* **PROVIDED RECORDS**:

>> BEGIN

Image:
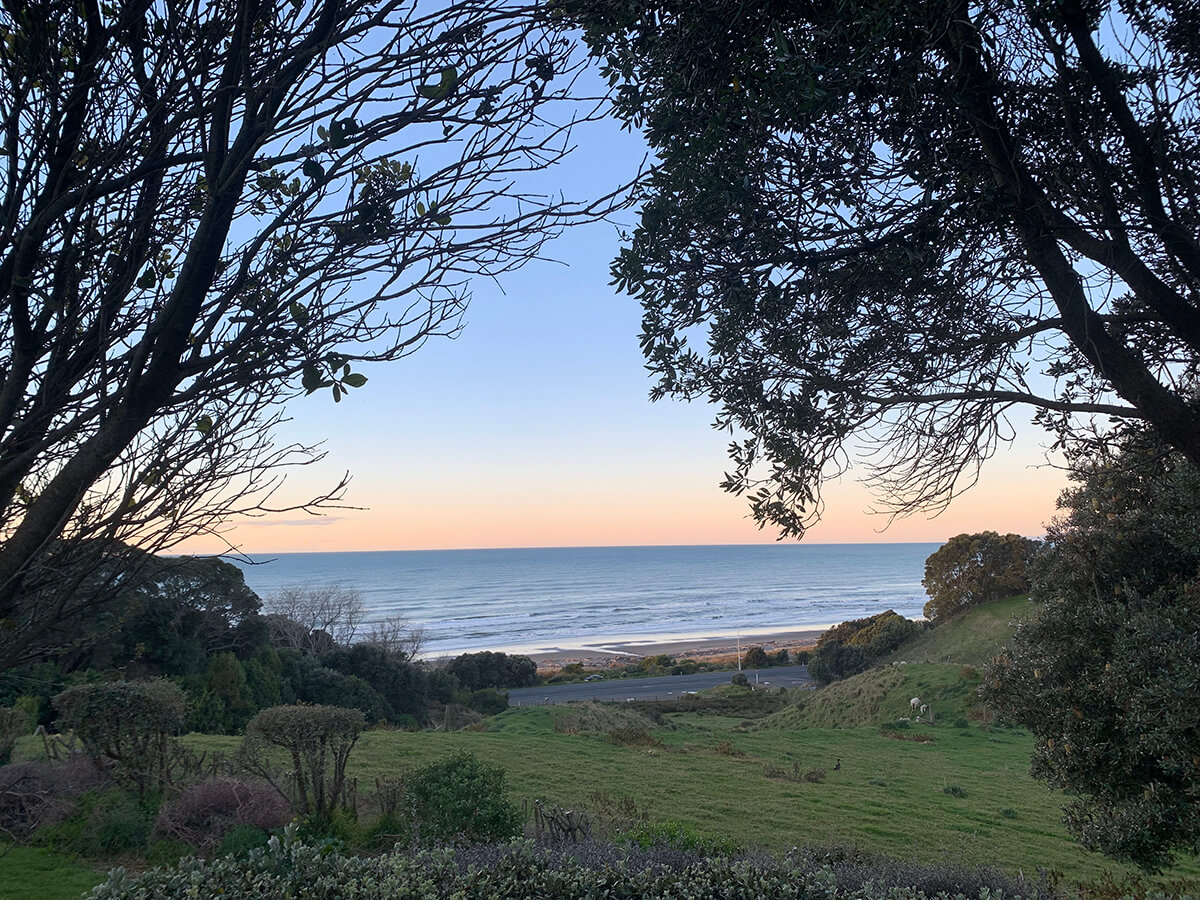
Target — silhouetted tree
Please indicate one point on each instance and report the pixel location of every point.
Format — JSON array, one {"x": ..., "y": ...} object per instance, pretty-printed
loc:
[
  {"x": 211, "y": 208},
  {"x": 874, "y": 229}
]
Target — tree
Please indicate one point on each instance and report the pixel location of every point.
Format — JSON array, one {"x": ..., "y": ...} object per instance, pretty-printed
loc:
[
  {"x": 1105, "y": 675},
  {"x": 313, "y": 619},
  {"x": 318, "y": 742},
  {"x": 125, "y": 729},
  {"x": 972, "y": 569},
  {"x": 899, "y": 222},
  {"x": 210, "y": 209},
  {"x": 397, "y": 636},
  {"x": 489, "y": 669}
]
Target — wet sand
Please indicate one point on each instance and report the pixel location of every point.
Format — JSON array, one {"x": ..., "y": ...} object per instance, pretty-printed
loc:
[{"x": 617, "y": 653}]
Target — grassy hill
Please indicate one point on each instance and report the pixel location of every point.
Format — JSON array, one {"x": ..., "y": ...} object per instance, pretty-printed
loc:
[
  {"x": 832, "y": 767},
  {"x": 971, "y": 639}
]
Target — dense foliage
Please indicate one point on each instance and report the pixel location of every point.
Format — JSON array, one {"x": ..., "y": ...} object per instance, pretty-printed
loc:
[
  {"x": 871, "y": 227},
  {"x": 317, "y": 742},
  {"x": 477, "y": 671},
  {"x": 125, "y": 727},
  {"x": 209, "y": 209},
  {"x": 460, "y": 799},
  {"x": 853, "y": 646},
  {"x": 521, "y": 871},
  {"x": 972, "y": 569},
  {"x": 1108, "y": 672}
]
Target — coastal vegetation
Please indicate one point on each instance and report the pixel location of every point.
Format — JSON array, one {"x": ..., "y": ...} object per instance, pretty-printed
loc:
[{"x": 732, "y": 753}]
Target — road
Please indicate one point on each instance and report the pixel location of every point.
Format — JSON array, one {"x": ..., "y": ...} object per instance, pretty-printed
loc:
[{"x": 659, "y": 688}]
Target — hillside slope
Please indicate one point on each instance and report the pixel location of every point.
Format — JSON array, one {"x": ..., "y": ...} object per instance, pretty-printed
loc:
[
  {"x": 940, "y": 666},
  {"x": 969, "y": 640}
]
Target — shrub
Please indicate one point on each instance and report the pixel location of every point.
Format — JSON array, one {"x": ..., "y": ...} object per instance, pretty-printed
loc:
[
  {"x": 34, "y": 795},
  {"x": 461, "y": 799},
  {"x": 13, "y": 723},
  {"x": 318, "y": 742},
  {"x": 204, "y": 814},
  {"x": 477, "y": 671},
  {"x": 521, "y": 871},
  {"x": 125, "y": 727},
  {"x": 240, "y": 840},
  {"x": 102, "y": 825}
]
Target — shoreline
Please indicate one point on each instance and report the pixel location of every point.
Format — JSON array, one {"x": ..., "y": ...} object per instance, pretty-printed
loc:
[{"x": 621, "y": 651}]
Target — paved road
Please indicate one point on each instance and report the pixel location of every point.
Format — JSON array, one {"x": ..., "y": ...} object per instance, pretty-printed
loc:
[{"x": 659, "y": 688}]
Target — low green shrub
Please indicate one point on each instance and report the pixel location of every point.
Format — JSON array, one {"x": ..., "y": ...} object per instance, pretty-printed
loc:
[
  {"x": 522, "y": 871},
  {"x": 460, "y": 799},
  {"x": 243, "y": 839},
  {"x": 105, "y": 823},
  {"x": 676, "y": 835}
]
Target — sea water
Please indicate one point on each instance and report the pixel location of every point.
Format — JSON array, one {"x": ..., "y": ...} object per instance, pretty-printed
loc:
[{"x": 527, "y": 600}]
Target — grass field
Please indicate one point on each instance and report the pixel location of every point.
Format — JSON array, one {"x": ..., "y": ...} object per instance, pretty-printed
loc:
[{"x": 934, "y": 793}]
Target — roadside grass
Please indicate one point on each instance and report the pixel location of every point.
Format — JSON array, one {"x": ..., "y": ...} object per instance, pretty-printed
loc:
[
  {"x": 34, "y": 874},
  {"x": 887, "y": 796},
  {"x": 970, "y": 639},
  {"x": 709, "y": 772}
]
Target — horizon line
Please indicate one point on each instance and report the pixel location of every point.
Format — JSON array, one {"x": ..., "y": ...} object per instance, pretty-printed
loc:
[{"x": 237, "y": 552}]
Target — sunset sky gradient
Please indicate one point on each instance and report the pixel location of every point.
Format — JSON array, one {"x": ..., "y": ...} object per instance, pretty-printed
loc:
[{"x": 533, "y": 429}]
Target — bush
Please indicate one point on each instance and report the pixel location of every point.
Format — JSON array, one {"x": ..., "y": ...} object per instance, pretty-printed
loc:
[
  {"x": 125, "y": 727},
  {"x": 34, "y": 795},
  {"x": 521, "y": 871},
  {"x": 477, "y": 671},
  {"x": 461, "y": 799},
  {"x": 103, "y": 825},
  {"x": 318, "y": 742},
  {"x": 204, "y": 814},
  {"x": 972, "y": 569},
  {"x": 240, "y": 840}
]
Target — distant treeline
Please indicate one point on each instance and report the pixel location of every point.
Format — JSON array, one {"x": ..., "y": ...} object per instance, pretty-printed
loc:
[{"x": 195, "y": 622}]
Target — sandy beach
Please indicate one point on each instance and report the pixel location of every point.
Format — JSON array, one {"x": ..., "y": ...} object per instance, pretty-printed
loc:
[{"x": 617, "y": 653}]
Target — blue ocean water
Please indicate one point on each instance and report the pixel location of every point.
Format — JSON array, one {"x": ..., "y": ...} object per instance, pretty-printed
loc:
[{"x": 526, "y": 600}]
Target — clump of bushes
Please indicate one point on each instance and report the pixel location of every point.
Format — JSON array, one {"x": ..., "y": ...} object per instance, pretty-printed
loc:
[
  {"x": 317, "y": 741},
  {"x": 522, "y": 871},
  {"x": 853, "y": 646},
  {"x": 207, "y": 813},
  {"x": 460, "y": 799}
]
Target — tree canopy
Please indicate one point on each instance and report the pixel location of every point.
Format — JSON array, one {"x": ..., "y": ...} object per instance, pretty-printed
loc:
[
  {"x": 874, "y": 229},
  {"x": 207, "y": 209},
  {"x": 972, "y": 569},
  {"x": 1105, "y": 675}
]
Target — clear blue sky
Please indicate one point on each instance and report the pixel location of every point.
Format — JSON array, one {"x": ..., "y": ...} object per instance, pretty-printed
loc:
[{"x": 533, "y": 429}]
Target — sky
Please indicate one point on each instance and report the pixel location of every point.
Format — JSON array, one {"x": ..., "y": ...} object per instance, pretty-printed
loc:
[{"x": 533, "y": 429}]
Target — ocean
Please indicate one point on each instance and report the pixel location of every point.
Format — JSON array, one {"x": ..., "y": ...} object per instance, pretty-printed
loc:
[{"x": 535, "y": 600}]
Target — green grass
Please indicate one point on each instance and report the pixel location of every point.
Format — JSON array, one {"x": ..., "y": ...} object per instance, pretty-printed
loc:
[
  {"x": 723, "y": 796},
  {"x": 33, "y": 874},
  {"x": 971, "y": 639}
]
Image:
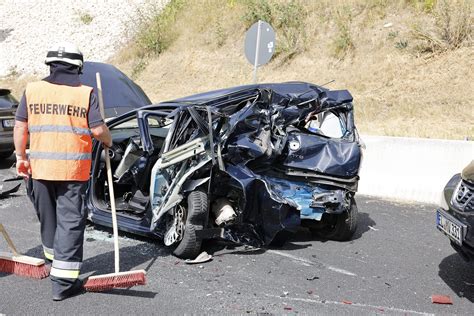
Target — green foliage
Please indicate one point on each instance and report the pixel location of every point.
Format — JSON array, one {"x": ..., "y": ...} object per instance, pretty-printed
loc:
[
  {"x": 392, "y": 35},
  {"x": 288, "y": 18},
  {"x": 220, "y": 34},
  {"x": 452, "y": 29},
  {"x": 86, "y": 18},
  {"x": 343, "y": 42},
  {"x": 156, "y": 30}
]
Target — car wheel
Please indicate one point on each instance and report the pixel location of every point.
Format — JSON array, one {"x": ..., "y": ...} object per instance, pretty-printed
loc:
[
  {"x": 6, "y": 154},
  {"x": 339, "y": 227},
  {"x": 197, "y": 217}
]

>> END
>> BEGIN

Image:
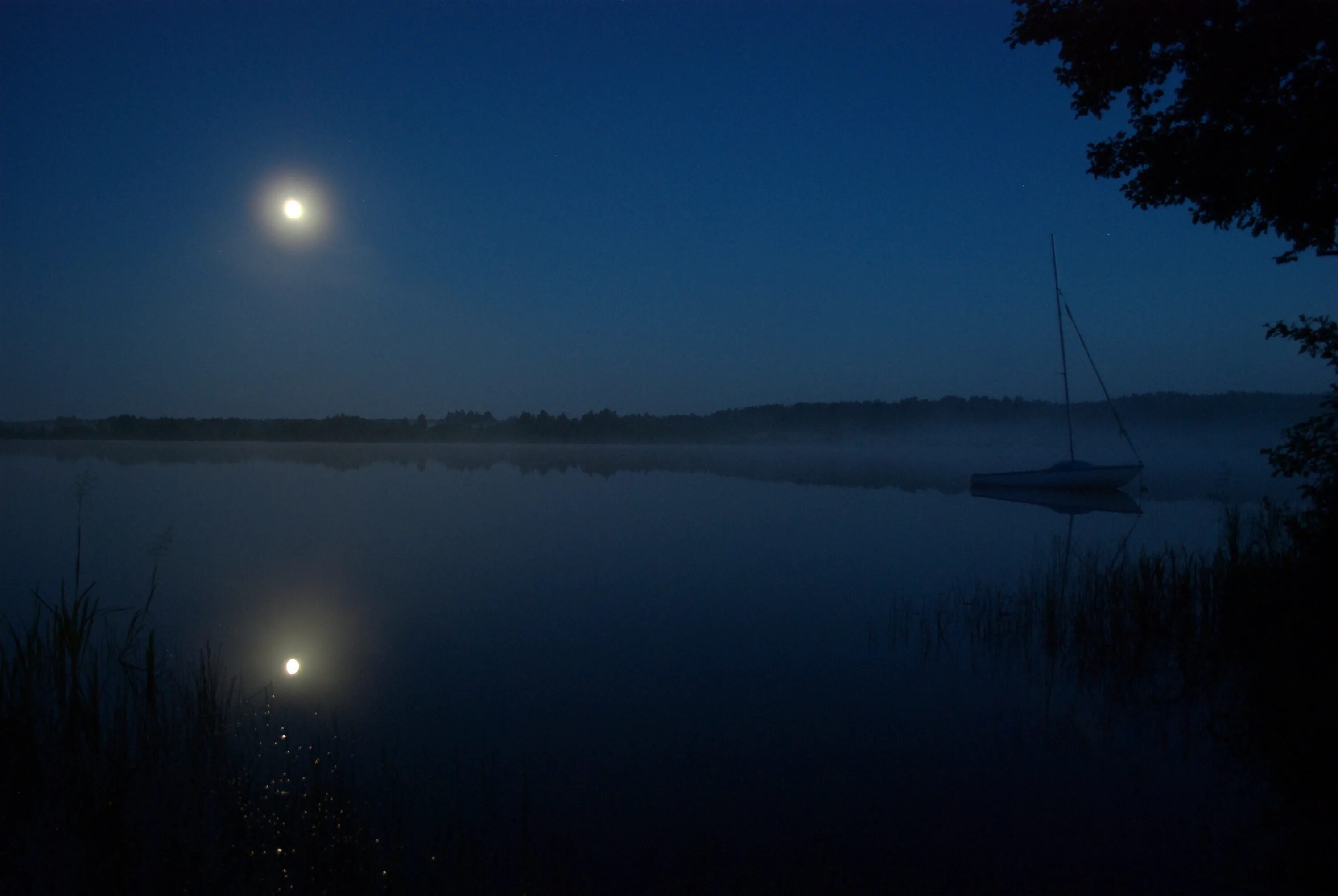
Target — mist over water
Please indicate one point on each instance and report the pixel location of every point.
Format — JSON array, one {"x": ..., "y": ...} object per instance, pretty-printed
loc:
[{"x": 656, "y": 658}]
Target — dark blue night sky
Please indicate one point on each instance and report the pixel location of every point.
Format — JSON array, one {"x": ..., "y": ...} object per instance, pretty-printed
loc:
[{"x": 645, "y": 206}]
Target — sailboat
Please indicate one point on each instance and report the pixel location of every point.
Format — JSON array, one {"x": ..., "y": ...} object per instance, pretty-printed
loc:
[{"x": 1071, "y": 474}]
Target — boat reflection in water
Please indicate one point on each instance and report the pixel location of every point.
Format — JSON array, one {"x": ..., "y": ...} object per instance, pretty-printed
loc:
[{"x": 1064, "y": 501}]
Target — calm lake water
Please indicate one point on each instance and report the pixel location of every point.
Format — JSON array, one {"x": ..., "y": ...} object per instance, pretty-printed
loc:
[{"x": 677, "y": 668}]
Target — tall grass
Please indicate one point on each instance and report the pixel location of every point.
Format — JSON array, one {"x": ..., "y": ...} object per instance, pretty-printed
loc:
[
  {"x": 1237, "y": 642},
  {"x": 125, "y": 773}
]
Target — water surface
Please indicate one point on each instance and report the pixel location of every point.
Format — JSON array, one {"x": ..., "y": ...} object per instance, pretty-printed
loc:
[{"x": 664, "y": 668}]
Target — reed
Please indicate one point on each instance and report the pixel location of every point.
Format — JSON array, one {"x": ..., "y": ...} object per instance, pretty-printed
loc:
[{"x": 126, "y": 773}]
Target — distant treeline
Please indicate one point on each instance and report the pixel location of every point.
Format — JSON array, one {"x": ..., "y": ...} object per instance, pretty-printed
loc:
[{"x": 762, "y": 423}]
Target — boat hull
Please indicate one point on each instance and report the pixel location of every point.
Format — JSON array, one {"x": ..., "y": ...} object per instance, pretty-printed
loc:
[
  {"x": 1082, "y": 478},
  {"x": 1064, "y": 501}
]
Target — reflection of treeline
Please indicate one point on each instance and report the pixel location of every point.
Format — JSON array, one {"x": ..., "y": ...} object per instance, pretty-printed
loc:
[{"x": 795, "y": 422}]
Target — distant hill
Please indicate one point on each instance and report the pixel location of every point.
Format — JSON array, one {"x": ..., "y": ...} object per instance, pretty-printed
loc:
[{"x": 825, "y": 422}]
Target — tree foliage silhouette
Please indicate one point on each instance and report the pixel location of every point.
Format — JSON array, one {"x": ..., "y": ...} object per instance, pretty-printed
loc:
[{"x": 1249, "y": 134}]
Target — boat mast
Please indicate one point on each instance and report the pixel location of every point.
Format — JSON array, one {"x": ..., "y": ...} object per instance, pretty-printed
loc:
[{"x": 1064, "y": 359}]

>> END

* **WHAT IS ASKED**: Display every line of the entries above that contains the string "green". Matching is case-sensitive.

* **SOLUTION TO THIS TASK**:
Target — low green shrub
Target — green grass
Target — green foliage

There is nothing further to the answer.